• [WHAT THIS TASK INVOLVES] Decide whether each statement below agrees with the report on retreating hepatitis C patients after failed direct-acting antivirals. Answer yes or no for each, quoting the words of the report that settle it. 1. All 15 patients treated for 12 weeks achieved sustained viral response 4. 2. GT1a-infected patients with cirrhosis were treated for 12 weeks. 3. The case of pneumonia was assessed as related to the study drugs.
Top of SELECTED EXTRACT
Treating HCV Patients Who Fail Direct-Acting Antivirals

NOVEMBER 17, 2015
Gale Scott
All is not lost when hepatitis C Genotype 1 patients fail to benefit from treatment with direct-acting antivirals (DAAs).

Reporting at the 2015 Liver Meeting (AASLD) in San Francisco, CA, Fred Poordad, MD, of the Texas Liver Institute/ University of Texas Health Science Center in San Antonio, TX, and colleagues said they had success retreating patients who had failed DAAs. The patients had been taking ombitasvir (OBV)/ paritaprevir (PTV) r, dasabuvir (DSV), and sofosbuvir (SOF). It was a multi-center study.

In an abstract presented at the meeting, the team noted that retreatment options for patients who fail DAA therapy are not yet clearly defined. “Resistance-associated variants in NS5A have been shown to persist up to 96 weeks post-treatment; thus, patients who fail regimens with NS5A inhibitors are likely to require a multi-targeted approach to retreat infection,” they wrote.

The patients all had HCV GT-1 infection. Those without cirrhosis were to receive OBV/PTV/r + DSV + SOF for 12 weeks; ribavirin (RBV) was added for patients with GT1a infection without cirrhosis. GT1a-infected patients with cirrhosis received 24 weeks of OBV/PTV/r + DSV + SOF + RBV.

All the patients had a history of previous DAA treatment failure without discontinuation for reasons other than virologic failure.

As of September 1, sustained viral response 4 was achieved in all 15 patients treated for 12 weeks. Among patients receiving 24 weeks of treatment, all seven remained virally suppressed below the lower limit of detection while on treatment. Two patients experienced serious adverse events (pneumonia and cellulitis), neither assessed as being related to the study drugs. The patient with pneumonia discontinued the study drug at week 10 and HCV RNA remained undetectable.

Their conclusion was that “The multi-targeted regimen of OBV/PTV/r + DSV ± RBV in combination with SOF appears to be a promising retreatment strategy for patients who fail DAA-containing HCV regimens, including those containing an NS5A inhibitor.
Bottom of SELECTED EXTRACT
Top of ENTRIES PROVIDED
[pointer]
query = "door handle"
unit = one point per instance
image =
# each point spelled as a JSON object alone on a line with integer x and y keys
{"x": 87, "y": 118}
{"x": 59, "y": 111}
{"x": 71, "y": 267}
Bottom of ENTRIES PROVIDED
• [FINISHED TASK]
1. Yes: "sustained viral response 4 was achieved in all 15 patients treated for 12 weeks."
2. No: "GT1a-infected patients with cirrhosis received 24 weeks of OBV/PTV/r + DSV + SOF + RBV."
3. No: "Two patients experienced serious adverse events (pneumonia and cellulitis), neither assessed as being related to the study drugs."